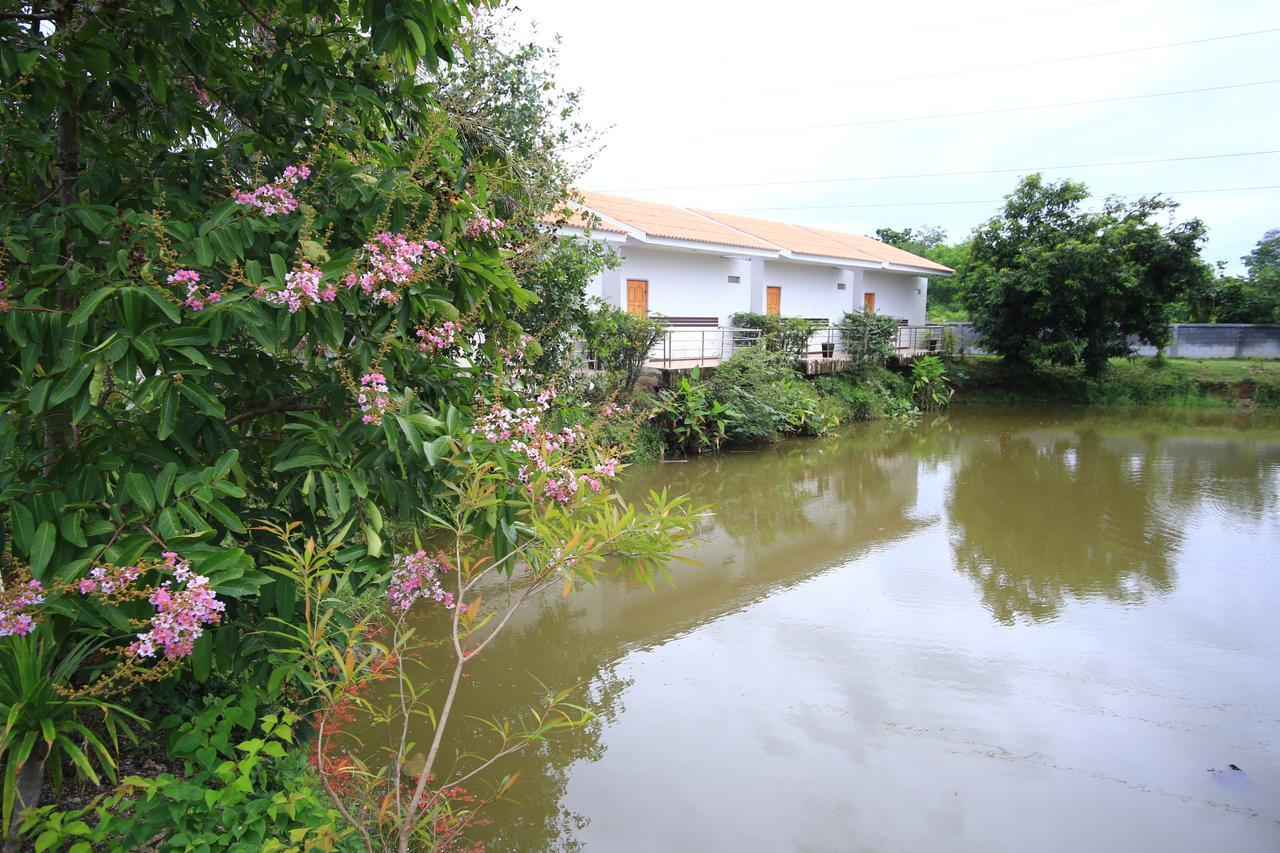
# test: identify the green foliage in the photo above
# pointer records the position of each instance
(245, 785)
(1251, 299)
(560, 278)
(869, 392)
(128, 419)
(621, 341)
(689, 419)
(1052, 282)
(45, 725)
(767, 397)
(869, 337)
(929, 384)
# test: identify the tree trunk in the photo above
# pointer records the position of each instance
(31, 780)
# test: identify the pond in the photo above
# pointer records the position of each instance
(1001, 630)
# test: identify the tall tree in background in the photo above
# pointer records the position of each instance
(1050, 281)
(945, 291)
(1253, 297)
(506, 105)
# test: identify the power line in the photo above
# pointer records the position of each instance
(996, 201)
(941, 174)
(972, 113)
(1033, 63)
(1037, 13)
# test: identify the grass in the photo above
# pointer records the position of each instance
(1168, 382)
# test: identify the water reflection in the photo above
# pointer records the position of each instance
(1036, 510)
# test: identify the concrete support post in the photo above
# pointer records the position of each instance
(922, 299)
(755, 279)
(612, 287)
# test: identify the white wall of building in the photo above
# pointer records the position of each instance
(809, 290)
(896, 293)
(686, 283)
(695, 283)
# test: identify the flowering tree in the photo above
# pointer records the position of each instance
(533, 511)
(251, 274)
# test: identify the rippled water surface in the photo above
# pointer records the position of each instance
(1031, 630)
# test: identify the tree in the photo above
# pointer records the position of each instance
(506, 105)
(929, 241)
(1256, 296)
(913, 240)
(1050, 281)
(254, 274)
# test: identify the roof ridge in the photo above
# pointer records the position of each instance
(731, 227)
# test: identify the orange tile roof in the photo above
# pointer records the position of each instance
(576, 218)
(675, 223)
(748, 232)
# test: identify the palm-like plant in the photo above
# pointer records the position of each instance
(48, 725)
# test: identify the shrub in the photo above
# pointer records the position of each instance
(929, 384)
(689, 418)
(767, 397)
(868, 337)
(622, 342)
(246, 787)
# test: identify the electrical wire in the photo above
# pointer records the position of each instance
(941, 174)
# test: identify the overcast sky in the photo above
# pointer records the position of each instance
(792, 96)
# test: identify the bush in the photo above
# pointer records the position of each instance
(868, 337)
(621, 341)
(929, 384)
(246, 787)
(689, 419)
(767, 397)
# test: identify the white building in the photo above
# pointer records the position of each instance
(698, 267)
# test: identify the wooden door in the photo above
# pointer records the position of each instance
(638, 296)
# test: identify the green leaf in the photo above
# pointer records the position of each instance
(42, 547)
(204, 400)
(169, 309)
(72, 382)
(140, 489)
(91, 302)
(164, 482)
(202, 657)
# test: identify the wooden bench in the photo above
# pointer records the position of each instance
(689, 322)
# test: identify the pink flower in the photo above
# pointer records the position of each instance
(302, 287)
(483, 227)
(181, 615)
(373, 397)
(391, 261)
(416, 576)
(438, 338)
(275, 197)
(14, 619)
(196, 295)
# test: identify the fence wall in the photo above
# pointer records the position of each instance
(1187, 341)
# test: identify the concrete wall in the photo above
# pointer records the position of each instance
(809, 290)
(896, 295)
(686, 283)
(1188, 341)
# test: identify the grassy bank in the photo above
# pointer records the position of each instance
(1160, 382)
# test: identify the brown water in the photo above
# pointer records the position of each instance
(1031, 630)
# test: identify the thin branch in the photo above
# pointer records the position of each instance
(287, 404)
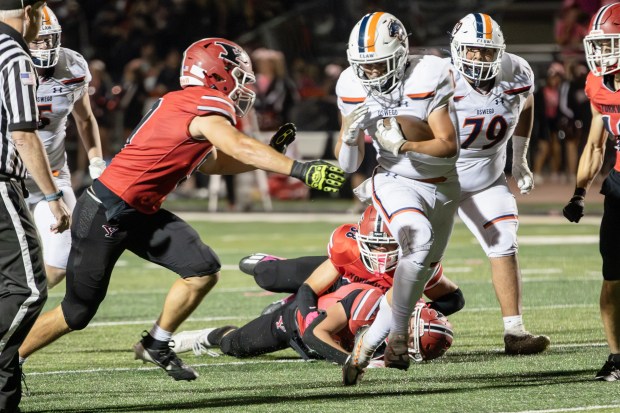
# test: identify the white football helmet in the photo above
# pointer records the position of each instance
(479, 31)
(379, 38)
(602, 44)
(378, 249)
(45, 49)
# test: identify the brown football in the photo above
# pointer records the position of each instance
(413, 128)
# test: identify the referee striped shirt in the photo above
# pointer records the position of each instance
(18, 98)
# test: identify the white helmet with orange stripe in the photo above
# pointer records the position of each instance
(477, 46)
(378, 41)
(45, 49)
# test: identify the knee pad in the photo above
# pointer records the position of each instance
(500, 239)
(78, 314)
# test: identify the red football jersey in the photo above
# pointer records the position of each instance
(160, 152)
(607, 102)
(345, 255)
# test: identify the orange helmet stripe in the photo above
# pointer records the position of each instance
(488, 27)
(371, 35)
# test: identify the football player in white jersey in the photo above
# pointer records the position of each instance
(493, 102)
(63, 90)
(415, 187)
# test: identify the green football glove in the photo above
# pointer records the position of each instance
(283, 137)
(319, 175)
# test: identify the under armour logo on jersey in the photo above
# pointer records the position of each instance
(109, 230)
(280, 324)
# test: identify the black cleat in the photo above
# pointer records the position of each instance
(609, 372)
(166, 359)
(247, 264)
(526, 343)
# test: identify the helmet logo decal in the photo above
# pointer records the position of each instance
(232, 54)
(395, 29)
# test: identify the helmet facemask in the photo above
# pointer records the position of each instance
(45, 49)
(242, 96)
(602, 52)
(477, 70)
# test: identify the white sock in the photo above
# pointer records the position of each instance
(514, 325)
(380, 328)
(160, 334)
□ □ □ □ □
YOUR GOAL =
Write out everything from the line containing "# test: identify the tree trunk" down to the line containing "(1001, 630)", swapping "pond" for "lake" and leaving every other word unchanged.

EXERCISE RESPONSE =
# test: identify the tree trunk in the photo above
# pointer records the position of each instance
(31, 780)
# test: identify the lake in the photo above
# pointer records the position of each instance
(1001, 630)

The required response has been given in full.